TASK -> One number is the whole answer: the tally of lines in the records below that contain "cloud".

[Referring expression pointing data]
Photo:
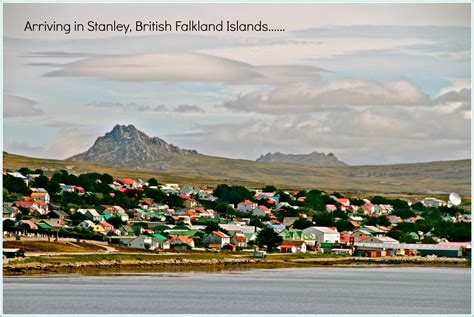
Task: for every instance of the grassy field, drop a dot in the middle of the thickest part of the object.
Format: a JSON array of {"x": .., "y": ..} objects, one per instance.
[
  {"x": 45, "y": 246},
  {"x": 200, "y": 170}
]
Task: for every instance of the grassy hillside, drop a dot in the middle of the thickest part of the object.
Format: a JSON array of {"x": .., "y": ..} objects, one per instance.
[{"x": 200, "y": 170}]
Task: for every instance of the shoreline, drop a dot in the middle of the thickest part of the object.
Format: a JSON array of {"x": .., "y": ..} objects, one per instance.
[{"x": 218, "y": 264}]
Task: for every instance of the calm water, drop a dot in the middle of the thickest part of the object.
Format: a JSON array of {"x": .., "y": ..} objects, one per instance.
[{"x": 270, "y": 291}]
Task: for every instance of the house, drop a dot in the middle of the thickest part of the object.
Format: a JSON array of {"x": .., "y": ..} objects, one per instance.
[
  {"x": 190, "y": 202},
  {"x": 344, "y": 202},
  {"x": 433, "y": 202},
  {"x": 98, "y": 228},
  {"x": 380, "y": 239},
  {"x": 239, "y": 240},
  {"x": 26, "y": 224},
  {"x": 42, "y": 196},
  {"x": 217, "y": 237},
  {"x": 308, "y": 237},
  {"x": 288, "y": 221},
  {"x": 246, "y": 206},
  {"x": 323, "y": 234},
  {"x": 128, "y": 183},
  {"x": 261, "y": 211},
  {"x": 90, "y": 214},
  {"x": 86, "y": 224},
  {"x": 153, "y": 242},
  {"x": 107, "y": 226},
  {"x": 181, "y": 242},
  {"x": 293, "y": 246}
]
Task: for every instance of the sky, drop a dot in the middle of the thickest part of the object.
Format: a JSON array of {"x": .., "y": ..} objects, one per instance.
[{"x": 372, "y": 83}]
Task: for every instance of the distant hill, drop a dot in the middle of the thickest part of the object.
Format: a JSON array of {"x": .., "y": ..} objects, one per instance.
[
  {"x": 127, "y": 146},
  {"x": 314, "y": 158},
  {"x": 433, "y": 178}
]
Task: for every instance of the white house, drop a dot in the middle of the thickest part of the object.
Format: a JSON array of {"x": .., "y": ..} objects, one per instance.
[
  {"x": 148, "y": 243},
  {"x": 90, "y": 214},
  {"x": 324, "y": 234},
  {"x": 86, "y": 224},
  {"x": 261, "y": 211},
  {"x": 246, "y": 206},
  {"x": 217, "y": 237}
]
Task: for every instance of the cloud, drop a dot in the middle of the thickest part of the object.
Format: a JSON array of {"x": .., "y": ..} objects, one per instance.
[
  {"x": 358, "y": 136},
  {"x": 135, "y": 107},
  {"x": 61, "y": 146},
  {"x": 15, "y": 106},
  {"x": 187, "y": 67},
  {"x": 187, "y": 108},
  {"x": 334, "y": 95}
]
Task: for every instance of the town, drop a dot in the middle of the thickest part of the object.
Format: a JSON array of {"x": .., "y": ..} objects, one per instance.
[{"x": 156, "y": 217}]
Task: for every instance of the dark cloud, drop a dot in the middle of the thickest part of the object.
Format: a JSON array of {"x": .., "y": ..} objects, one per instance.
[
  {"x": 135, "y": 107},
  {"x": 15, "y": 106}
]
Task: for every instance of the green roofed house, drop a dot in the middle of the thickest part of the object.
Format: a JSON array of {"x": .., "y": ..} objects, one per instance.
[
  {"x": 44, "y": 226},
  {"x": 298, "y": 235},
  {"x": 189, "y": 233},
  {"x": 159, "y": 237}
]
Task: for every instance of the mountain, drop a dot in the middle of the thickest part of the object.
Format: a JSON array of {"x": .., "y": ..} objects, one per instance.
[
  {"x": 129, "y": 147},
  {"x": 432, "y": 178},
  {"x": 314, "y": 158}
]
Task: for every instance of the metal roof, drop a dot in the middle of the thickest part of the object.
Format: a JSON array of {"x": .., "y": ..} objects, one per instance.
[{"x": 410, "y": 246}]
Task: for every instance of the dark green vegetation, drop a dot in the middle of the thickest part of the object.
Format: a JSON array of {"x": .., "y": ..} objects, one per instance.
[
  {"x": 201, "y": 170},
  {"x": 422, "y": 224}
]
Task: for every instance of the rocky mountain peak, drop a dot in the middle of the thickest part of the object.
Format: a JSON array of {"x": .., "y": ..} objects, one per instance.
[
  {"x": 125, "y": 145},
  {"x": 313, "y": 158}
]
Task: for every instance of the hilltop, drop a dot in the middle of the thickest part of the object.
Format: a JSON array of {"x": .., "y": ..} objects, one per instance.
[
  {"x": 313, "y": 158},
  {"x": 201, "y": 170},
  {"x": 127, "y": 146}
]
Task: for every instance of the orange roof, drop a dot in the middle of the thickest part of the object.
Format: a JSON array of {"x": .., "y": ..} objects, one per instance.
[
  {"x": 221, "y": 234},
  {"x": 127, "y": 181},
  {"x": 239, "y": 238},
  {"x": 343, "y": 201},
  {"x": 247, "y": 202},
  {"x": 41, "y": 203},
  {"x": 183, "y": 239},
  {"x": 38, "y": 194}
]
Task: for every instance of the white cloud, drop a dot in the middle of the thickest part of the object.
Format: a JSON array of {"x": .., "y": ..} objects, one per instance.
[
  {"x": 188, "y": 67},
  {"x": 360, "y": 136},
  {"x": 15, "y": 106},
  {"x": 334, "y": 95}
]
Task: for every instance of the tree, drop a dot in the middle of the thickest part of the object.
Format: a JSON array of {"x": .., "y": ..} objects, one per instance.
[
  {"x": 256, "y": 222},
  {"x": 153, "y": 182},
  {"x": 15, "y": 185},
  {"x": 214, "y": 226},
  {"x": 302, "y": 223},
  {"x": 25, "y": 171},
  {"x": 269, "y": 189},
  {"x": 232, "y": 194},
  {"x": 268, "y": 237},
  {"x": 52, "y": 187}
]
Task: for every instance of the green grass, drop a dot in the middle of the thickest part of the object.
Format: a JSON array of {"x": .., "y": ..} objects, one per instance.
[
  {"x": 45, "y": 246},
  {"x": 201, "y": 170}
]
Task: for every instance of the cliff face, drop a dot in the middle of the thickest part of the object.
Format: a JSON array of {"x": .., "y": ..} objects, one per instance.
[
  {"x": 127, "y": 146},
  {"x": 314, "y": 158}
]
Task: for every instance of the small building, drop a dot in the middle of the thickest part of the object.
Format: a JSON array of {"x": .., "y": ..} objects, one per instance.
[
  {"x": 246, "y": 206},
  {"x": 324, "y": 234},
  {"x": 217, "y": 237},
  {"x": 13, "y": 253},
  {"x": 293, "y": 246}
]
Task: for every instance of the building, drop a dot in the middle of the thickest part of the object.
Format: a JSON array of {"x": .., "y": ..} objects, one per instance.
[
  {"x": 293, "y": 246},
  {"x": 323, "y": 234},
  {"x": 217, "y": 237},
  {"x": 246, "y": 206}
]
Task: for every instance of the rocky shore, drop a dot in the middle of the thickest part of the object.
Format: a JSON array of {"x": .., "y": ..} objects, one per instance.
[{"x": 19, "y": 268}]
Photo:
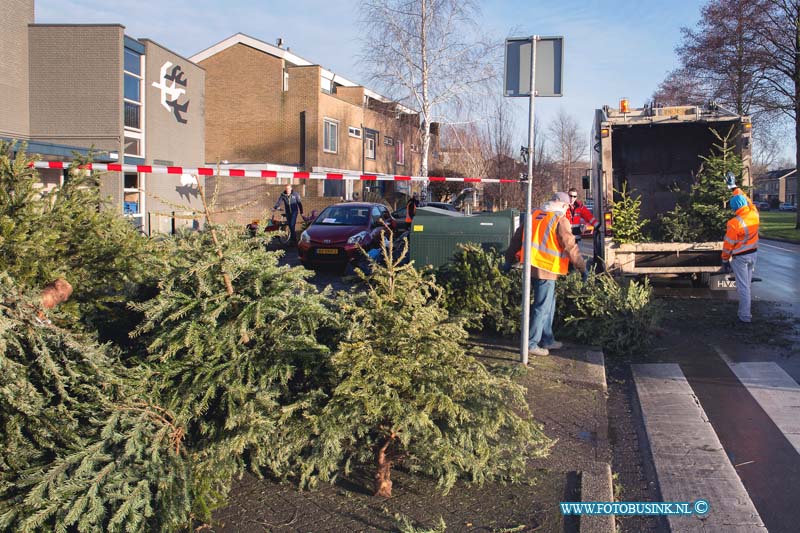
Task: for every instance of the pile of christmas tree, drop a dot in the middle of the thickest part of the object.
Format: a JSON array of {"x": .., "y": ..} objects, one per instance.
[{"x": 236, "y": 363}]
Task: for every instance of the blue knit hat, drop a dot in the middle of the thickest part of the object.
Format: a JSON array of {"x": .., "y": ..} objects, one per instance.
[{"x": 737, "y": 202}]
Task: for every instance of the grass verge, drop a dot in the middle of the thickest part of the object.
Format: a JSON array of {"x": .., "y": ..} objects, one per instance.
[{"x": 779, "y": 225}]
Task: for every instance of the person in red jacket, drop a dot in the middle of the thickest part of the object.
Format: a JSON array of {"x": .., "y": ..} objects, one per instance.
[
  {"x": 730, "y": 181},
  {"x": 578, "y": 212}
]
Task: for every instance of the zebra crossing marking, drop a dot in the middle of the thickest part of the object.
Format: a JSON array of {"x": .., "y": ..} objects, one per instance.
[
  {"x": 689, "y": 459},
  {"x": 776, "y": 392}
]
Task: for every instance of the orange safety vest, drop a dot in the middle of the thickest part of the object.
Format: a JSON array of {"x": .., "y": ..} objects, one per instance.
[
  {"x": 742, "y": 233},
  {"x": 546, "y": 250},
  {"x": 737, "y": 190}
]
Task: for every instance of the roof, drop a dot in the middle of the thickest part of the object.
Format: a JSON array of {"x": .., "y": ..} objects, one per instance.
[
  {"x": 777, "y": 174},
  {"x": 286, "y": 55}
]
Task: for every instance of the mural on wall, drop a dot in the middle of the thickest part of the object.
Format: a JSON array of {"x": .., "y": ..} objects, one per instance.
[{"x": 171, "y": 78}]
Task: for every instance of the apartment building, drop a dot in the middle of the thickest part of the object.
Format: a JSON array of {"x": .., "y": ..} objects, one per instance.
[
  {"x": 265, "y": 104},
  {"x": 76, "y": 87},
  {"x": 777, "y": 187}
]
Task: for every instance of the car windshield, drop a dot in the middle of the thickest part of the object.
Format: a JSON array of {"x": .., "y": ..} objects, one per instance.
[{"x": 343, "y": 215}]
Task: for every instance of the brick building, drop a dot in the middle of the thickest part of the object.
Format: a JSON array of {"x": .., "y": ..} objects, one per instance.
[
  {"x": 71, "y": 87},
  {"x": 776, "y": 187},
  {"x": 266, "y": 105}
]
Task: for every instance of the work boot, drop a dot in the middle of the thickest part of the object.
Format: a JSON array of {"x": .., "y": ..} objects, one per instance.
[{"x": 535, "y": 350}]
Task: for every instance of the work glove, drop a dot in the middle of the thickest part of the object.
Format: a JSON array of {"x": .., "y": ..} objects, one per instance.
[{"x": 730, "y": 180}]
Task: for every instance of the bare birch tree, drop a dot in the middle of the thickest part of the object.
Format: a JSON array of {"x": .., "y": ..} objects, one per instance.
[
  {"x": 780, "y": 53},
  {"x": 427, "y": 54},
  {"x": 569, "y": 145}
]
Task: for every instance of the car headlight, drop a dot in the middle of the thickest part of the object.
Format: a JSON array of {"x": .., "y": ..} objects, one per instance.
[{"x": 358, "y": 238}]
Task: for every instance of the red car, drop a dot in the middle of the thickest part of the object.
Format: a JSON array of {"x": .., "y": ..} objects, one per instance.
[{"x": 340, "y": 231}]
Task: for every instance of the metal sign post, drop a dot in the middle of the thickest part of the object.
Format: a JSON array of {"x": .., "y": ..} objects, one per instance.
[
  {"x": 521, "y": 54},
  {"x": 526, "y": 233}
]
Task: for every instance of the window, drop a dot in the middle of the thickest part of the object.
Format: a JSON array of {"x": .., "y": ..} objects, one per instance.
[
  {"x": 133, "y": 63},
  {"x": 133, "y": 198},
  {"x": 400, "y": 153},
  {"x": 132, "y": 145},
  {"x": 370, "y": 140},
  {"x": 333, "y": 188},
  {"x": 132, "y": 105},
  {"x": 330, "y": 136}
]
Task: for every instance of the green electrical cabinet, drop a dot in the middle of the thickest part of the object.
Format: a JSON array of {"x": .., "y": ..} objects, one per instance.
[{"x": 435, "y": 235}]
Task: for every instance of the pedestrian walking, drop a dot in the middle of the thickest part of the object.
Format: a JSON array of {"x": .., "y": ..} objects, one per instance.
[
  {"x": 411, "y": 207},
  {"x": 740, "y": 249},
  {"x": 730, "y": 181},
  {"x": 292, "y": 205},
  {"x": 553, "y": 248}
]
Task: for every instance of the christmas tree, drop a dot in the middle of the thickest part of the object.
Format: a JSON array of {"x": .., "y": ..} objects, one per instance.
[
  {"x": 82, "y": 447},
  {"x": 409, "y": 394},
  {"x": 232, "y": 339},
  {"x": 702, "y": 212}
]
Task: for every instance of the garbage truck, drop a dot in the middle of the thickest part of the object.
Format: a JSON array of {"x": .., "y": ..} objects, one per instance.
[{"x": 655, "y": 151}]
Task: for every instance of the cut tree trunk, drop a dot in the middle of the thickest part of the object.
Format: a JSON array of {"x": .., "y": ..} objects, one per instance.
[{"x": 383, "y": 481}]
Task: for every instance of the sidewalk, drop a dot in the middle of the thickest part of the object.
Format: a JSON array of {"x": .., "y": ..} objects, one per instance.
[{"x": 567, "y": 394}]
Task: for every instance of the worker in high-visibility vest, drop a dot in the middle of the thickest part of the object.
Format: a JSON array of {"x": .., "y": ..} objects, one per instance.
[
  {"x": 739, "y": 250},
  {"x": 553, "y": 248},
  {"x": 730, "y": 181}
]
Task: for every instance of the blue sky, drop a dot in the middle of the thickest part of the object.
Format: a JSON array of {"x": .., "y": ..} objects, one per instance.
[{"x": 612, "y": 48}]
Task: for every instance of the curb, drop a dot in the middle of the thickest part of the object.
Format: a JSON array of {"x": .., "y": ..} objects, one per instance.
[
  {"x": 598, "y": 485},
  {"x": 778, "y": 239}
]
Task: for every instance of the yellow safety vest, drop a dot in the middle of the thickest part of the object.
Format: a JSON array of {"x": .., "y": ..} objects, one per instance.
[{"x": 546, "y": 251}]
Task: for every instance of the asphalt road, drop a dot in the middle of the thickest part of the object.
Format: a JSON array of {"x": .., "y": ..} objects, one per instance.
[{"x": 778, "y": 266}]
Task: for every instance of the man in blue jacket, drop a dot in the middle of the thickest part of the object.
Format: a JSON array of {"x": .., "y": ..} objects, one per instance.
[{"x": 291, "y": 206}]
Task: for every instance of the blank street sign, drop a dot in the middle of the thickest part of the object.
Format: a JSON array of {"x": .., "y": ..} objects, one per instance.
[{"x": 549, "y": 66}]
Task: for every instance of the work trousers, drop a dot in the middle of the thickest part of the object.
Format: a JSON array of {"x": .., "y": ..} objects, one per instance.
[
  {"x": 542, "y": 313},
  {"x": 743, "y": 267}
]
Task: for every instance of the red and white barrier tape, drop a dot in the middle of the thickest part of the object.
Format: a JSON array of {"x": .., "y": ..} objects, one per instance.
[{"x": 239, "y": 173}]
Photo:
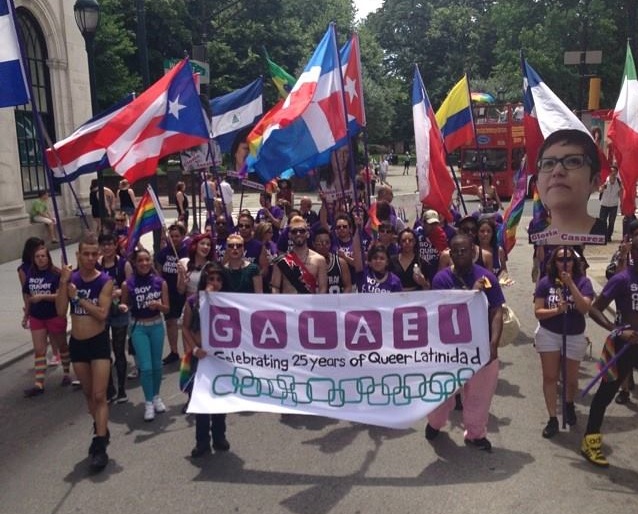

REPLY TO THE TASK -> 3